▸ **EXTRACT**:
-- begin --

Rethinking Consciousness
How AI, Animals, and Neuroscience Challenge Our Ideas About Mind and Intelligence
At its simplest, consciousness is awareness. It is awareness of an object, a state, or oneself. It is the state of being awake and attuned to the world around us. The Cambridge English Dictionary defines it as “the state of being awake, thinking, and knowing what is happening around you.”
Consciousness is the most intimate and least understood aspect of the human mind. We experience it more directly than anything else, yet explaining or defining it remains one of the greatest challenges in philosophy, psychology, and neuroscience. What does it mean to be conscious? How does human consciousness differ from that of other animals? Could machines ever become conscious?
At its most basic, consciousness refers to subjective experience, to what it feels like to be. It encompasses sensations, emotions, perceptions, memories, and the sense of self. Philosopher Thomas Nagel captured its mystery when he asked, “What is it like to be a bat?” If there is something it is like to be a bat from the inside, then the bat is conscious. This inner dimension, or phenomenal experience, is what separates consciousness from simple reactivity or mechanical response.
Scholars often distinguish between two aspects of consciousness. Phenomenal consciousness refers to the raw, qualitative feel of experience: the sting of pain or the taste of chocolate. Access consciousness, on the other hand, refers to mental content that is available for reasoning, reporting, and guiding behavior. Despite extensive research, no theory has yet explained how or why these forms of experience arise from the activity of the brain. This unresolved puzzle is what philosopher David Chalmers famously called "the hard problem of consciousness."
What Sets Human Consciousness Apart
Although many animals display awareness, memory, and problem-solving, human consciousness seems to differ in both depth and complexity. A defining trait is self-awareness, or the ability not just to perceive the world, but to reflect on our own thoughts and experiences. We recognize ourselves in mirrors, recall past events, plan for the future, and think about thinking itself.

-- end --

▸ **PROVIDED DATA**:
-- begin --

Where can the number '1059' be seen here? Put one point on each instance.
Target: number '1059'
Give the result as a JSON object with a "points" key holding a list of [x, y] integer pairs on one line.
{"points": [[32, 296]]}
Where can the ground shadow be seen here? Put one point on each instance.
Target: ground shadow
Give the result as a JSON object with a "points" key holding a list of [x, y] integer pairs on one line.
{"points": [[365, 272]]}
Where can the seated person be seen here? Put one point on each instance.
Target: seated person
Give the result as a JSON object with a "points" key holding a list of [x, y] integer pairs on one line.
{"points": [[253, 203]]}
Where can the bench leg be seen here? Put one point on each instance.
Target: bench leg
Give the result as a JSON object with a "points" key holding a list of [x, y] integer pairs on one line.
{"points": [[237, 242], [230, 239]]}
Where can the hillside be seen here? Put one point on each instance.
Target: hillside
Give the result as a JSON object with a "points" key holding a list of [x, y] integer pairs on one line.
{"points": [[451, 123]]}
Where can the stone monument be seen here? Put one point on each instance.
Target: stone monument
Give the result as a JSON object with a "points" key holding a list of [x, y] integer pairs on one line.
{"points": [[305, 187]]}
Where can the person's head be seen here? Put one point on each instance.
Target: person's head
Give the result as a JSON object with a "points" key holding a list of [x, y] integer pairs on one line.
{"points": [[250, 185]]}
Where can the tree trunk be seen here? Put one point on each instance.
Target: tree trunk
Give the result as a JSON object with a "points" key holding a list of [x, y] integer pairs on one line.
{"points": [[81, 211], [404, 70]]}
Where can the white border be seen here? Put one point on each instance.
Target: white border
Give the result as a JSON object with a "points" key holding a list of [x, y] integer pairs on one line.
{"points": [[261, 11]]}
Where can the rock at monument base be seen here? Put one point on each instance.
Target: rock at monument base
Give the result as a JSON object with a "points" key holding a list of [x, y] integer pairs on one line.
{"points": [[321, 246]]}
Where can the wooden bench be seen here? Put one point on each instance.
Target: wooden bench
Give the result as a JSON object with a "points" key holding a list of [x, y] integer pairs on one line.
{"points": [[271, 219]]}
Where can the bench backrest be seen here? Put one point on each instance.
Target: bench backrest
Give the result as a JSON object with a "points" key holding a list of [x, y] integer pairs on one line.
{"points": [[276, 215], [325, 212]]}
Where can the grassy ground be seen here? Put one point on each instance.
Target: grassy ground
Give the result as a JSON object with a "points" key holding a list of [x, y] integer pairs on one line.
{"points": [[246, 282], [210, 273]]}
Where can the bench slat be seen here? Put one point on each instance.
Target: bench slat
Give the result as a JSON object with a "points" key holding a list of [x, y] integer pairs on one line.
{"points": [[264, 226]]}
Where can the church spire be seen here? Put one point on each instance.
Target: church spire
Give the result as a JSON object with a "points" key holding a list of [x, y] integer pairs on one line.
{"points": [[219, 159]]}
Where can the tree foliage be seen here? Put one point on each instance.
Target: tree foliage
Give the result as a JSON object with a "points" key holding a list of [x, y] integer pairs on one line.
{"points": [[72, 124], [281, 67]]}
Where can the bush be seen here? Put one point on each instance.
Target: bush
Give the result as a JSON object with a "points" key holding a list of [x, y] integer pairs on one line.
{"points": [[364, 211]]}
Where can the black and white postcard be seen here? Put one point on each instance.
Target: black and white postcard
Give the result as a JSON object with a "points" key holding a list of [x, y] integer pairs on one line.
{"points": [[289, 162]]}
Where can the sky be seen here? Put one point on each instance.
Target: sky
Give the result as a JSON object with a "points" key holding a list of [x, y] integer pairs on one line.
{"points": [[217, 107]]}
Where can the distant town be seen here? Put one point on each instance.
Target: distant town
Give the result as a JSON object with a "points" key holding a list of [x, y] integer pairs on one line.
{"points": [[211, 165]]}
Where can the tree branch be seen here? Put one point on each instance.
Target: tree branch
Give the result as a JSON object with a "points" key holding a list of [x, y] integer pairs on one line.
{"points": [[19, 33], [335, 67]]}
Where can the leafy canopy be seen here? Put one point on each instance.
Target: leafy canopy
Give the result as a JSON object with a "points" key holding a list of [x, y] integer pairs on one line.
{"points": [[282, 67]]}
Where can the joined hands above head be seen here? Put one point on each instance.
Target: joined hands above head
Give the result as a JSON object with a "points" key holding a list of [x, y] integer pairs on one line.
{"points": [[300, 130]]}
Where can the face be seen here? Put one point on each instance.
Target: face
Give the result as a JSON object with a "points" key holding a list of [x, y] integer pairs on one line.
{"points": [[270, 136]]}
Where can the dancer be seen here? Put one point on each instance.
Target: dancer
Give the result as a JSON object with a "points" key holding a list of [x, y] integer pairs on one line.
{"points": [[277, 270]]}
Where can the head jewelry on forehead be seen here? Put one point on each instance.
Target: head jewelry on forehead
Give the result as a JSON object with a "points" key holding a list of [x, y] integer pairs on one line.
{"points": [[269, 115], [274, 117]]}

-- end --

▸ **REQUIRED WORK**:
1 - Reproduce the stretch of the consciousness passage from "Consciousness is the" through "ever become conscious?", changing "intimate" to "personal".
2 - Count the lines of the entries that contain the string "trunk", and report only the number.

▸ **SOLUTIONS FOR EACH TASK**:
1 -
Consciousness is the most personal and least understood aspect of the human mind. We experience it more directly than anything else, yet explaining or defining it remains one of the greatest challenges in philosophy, psychology, and neuroscience. What does it mean to be conscious? How does human consciousness differ from that of other animals? Could machines ever become conscious?

2 - 2